#### Exercise description
Copy out the listing below, replacing each "Batch job #214" with "Batch job #215" and leaving everything else unchanged.

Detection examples

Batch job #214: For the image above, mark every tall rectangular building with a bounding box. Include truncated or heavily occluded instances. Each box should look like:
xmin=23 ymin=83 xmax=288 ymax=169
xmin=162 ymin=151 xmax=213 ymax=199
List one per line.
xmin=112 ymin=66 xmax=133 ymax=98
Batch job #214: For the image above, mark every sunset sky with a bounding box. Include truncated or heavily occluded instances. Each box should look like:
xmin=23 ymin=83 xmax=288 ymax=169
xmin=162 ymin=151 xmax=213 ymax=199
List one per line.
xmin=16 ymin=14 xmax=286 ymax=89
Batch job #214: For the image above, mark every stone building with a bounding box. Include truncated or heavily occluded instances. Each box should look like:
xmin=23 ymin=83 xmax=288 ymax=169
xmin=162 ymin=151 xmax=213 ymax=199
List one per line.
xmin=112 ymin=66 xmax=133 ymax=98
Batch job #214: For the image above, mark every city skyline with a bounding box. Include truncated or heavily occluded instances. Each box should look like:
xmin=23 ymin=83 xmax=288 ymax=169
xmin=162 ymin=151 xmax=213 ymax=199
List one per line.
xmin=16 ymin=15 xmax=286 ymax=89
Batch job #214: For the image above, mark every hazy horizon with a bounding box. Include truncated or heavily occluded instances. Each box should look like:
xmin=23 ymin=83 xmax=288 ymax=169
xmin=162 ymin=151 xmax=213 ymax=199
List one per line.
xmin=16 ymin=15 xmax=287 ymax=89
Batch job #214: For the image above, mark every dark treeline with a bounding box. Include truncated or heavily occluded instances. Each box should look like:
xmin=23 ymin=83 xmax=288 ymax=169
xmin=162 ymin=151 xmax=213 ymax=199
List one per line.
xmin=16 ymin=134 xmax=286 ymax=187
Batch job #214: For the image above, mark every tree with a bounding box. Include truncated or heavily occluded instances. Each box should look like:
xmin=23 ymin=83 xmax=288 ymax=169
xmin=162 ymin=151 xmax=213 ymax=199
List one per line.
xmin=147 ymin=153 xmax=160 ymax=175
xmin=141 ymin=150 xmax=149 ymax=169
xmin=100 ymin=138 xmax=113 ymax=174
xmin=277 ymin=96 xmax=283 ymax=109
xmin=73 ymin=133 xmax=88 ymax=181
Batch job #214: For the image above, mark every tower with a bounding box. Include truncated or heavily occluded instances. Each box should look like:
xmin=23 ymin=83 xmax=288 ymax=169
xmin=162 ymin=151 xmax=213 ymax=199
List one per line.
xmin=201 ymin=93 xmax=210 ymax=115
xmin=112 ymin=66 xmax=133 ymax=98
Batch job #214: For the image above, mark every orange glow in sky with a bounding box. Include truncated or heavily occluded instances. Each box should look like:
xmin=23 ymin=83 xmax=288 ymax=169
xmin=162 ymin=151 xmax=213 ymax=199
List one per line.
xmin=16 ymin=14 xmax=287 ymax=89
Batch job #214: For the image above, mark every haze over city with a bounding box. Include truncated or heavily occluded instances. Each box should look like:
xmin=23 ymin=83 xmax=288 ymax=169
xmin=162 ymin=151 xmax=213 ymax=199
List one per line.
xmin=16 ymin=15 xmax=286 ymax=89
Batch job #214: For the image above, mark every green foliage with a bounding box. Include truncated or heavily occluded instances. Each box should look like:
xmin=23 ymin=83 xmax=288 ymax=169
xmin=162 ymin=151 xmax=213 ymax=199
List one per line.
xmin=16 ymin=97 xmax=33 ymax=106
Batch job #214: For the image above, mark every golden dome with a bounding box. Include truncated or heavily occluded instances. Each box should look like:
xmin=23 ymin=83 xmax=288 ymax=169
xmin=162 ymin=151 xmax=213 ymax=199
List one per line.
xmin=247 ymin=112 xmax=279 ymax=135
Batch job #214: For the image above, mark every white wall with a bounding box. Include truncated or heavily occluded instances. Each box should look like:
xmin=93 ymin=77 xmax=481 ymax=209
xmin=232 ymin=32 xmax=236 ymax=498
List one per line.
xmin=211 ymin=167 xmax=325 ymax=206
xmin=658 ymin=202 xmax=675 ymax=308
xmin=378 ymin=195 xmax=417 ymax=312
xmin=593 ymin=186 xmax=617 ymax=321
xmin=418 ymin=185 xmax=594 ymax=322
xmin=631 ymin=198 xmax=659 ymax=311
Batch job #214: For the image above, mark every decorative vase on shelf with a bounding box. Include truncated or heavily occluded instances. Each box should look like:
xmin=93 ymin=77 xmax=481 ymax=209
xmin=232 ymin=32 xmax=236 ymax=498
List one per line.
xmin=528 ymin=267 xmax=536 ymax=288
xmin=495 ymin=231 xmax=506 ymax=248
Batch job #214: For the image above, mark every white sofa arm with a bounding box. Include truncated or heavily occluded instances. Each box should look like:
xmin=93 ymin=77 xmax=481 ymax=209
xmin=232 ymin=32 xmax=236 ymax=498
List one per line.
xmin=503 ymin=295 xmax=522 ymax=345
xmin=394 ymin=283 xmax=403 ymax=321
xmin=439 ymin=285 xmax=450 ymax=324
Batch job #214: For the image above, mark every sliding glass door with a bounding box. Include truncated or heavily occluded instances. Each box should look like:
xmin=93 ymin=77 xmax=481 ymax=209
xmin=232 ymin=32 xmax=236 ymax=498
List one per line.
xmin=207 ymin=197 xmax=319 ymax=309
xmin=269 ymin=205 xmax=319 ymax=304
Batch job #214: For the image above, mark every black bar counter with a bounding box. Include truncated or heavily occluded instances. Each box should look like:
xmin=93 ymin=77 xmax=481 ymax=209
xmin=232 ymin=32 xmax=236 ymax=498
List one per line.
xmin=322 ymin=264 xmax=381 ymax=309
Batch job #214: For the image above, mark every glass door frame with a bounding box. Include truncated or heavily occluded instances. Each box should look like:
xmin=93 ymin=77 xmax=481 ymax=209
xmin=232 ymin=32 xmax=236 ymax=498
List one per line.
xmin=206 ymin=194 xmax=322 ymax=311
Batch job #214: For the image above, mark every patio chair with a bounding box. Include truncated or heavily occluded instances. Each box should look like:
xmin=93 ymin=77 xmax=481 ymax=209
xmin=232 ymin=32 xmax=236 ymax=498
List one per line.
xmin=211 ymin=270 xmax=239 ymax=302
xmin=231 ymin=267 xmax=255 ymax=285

#### Response
Batch job #215: For the image above, mark every tall rectangular building with a bounding box. Include truncated or heavily occluded instances. Each box should look like:
xmin=23 ymin=83 xmax=288 ymax=169
xmin=162 ymin=151 xmax=213 ymax=199
List one per line.
xmin=112 ymin=66 xmax=133 ymax=98
Batch job #215: For the image above, mark every sunset sky with a bounding box. Include truncated or heavily occluded instances. Each box should look like:
xmin=23 ymin=83 xmax=288 ymax=169
xmin=162 ymin=151 xmax=213 ymax=199
List one per line.
xmin=16 ymin=14 xmax=286 ymax=89
Batch job #215: For the image above, mark every stone building with a bounding box. Include truncated or heavily occluded instances. Each box should look like:
xmin=23 ymin=83 xmax=288 ymax=169
xmin=162 ymin=151 xmax=213 ymax=199
List one per line.
xmin=112 ymin=66 xmax=133 ymax=98
Batch job #215: For the image above, mark every city skyline with a bounding box. Include truncated or heavily occluded instances. Each box should look like:
xmin=23 ymin=83 xmax=288 ymax=169
xmin=162 ymin=151 xmax=213 ymax=199
List one per line.
xmin=16 ymin=15 xmax=286 ymax=89
Batch job #215: For the image above, mark every hazy horizon with a bounding box. Include truncated or heavily occluded instances. Each box should look like:
xmin=23 ymin=83 xmax=288 ymax=169
xmin=162 ymin=151 xmax=213 ymax=199
List one per line.
xmin=16 ymin=15 xmax=287 ymax=89
Batch job #215: For the image above, mark every dark treeline with a bounding box. Include truncated or heavily occluded instances. Each box should look like:
xmin=23 ymin=83 xmax=288 ymax=169
xmin=162 ymin=151 xmax=213 ymax=199
List one per line.
xmin=16 ymin=134 xmax=286 ymax=187
Batch job #215: For the image above, mark every tree with a bounding box. Include truncated or heavily occluded instances. Each box should look like:
xmin=23 ymin=83 xmax=288 ymax=169
xmin=162 ymin=151 xmax=213 ymax=199
List one per line.
xmin=147 ymin=153 xmax=160 ymax=175
xmin=141 ymin=150 xmax=149 ymax=169
xmin=100 ymin=138 xmax=113 ymax=174
xmin=277 ymin=96 xmax=283 ymax=109
xmin=73 ymin=133 xmax=88 ymax=181
Batch job #215: For the image above, mark every tower with a bounding box. Include truncated or heavily occluded instances. Each box should look like:
xmin=23 ymin=83 xmax=288 ymax=169
xmin=162 ymin=151 xmax=213 ymax=199
List one per line.
xmin=201 ymin=93 xmax=210 ymax=115
xmin=112 ymin=66 xmax=133 ymax=98
Batch job #215: For the image above, mark every orange glow in sky with a bounding box. Include truncated or heavily occluded instances. Each box should look like:
xmin=23 ymin=83 xmax=288 ymax=169
xmin=162 ymin=151 xmax=213 ymax=199
List one per line.
xmin=16 ymin=14 xmax=287 ymax=89
Batch job #215: For the image above, mark every haze over city with a bounding box. Include truncated or heavily occluded instances. Each box should look like:
xmin=23 ymin=83 xmax=288 ymax=169
xmin=162 ymin=151 xmax=213 ymax=199
List one per line.
xmin=16 ymin=15 xmax=286 ymax=89
Batch job #215: For the image above, mark every green foliage with a bounding box. Include truncated or heavily occluded instances. Each box should look like:
xmin=23 ymin=83 xmax=288 ymax=169
xmin=162 ymin=151 xmax=213 ymax=199
List one per line.
xmin=16 ymin=97 xmax=33 ymax=106
Batch job #215: For the image above, mark every golden dome with a bounding box. Include truncated or heavily occluded instances. Each box should look like:
xmin=23 ymin=83 xmax=288 ymax=169
xmin=162 ymin=151 xmax=213 ymax=199
List one per line.
xmin=247 ymin=112 xmax=279 ymax=135
Batch job #215: For the image above, mark every white wall with a bounding box. Include truncated or heavily occluded instances. Each box should look like:
xmin=93 ymin=77 xmax=481 ymax=209
xmin=232 ymin=32 xmax=236 ymax=498
List one per line.
xmin=211 ymin=167 xmax=325 ymax=206
xmin=658 ymin=202 xmax=675 ymax=308
xmin=378 ymin=195 xmax=417 ymax=312
xmin=593 ymin=186 xmax=617 ymax=321
xmin=418 ymin=185 xmax=594 ymax=322
xmin=631 ymin=198 xmax=659 ymax=311
Batch job #215: For the image above, mark every decorative vase on shelf with a bounding box. Include truncated or heavily occluded instances. Each box should look like:
xmin=93 ymin=77 xmax=481 ymax=209
xmin=232 ymin=32 xmax=236 ymax=498
List one per line.
xmin=528 ymin=267 xmax=536 ymax=288
xmin=495 ymin=231 xmax=506 ymax=248
Batch job #215: For the image above, mark every white sofa arm with a bounding box. Include truncated or heavily occluded instances. Each box should look like:
xmin=93 ymin=77 xmax=481 ymax=209
xmin=232 ymin=32 xmax=236 ymax=498
List one per line.
xmin=503 ymin=295 xmax=522 ymax=345
xmin=394 ymin=283 xmax=403 ymax=321
xmin=439 ymin=285 xmax=450 ymax=324
Batch job #215: For the image above, mark every sliding glass door with a bounding box. Include truncated or heavily occluded instances. Each box should look like:
xmin=93 ymin=77 xmax=481 ymax=209
xmin=232 ymin=32 xmax=236 ymax=498
List one per line.
xmin=207 ymin=197 xmax=319 ymax=309
xmin=269 ymin=205 xmax=319 ymax=304
Batch job #215: For the image above, mark every black bar counter with a bounding box. Include truncated or heavily occluded instances. Each box should look like:
xmin=93 ymin=77 xmax=481 ymax=209
xmin=232 ymin=32 xmax=236 ymax=498
List one per line.
xmin=322 ymin=264 xmax=381 ymax=309
Batch job #215: For the image above, mark every glass door frame with a bounding box. Include truncated or heavily occluded instances. Each box should look like:
xmin=93 ymin=77 xmax=481 ymax=209
xmin=232 ymin=32 xmax=236 ymax=498
List one per line.
xmin=206 ymin=194 xmax=322 ymax=311
Batch job #215: For the image above, mark every patio chair with a bounding box. Include truncated or heavily occluded instances. Each box should look like:
xmin=93 ymin=77 xmax=481 ymax=209
xmin=232 ymin=32 xmax=236 ymax=498
List one per line.
xmin=211 ymin=270 xmax=239 ymax=302
xmin=231 ymin=267 xmax=255 ymax=285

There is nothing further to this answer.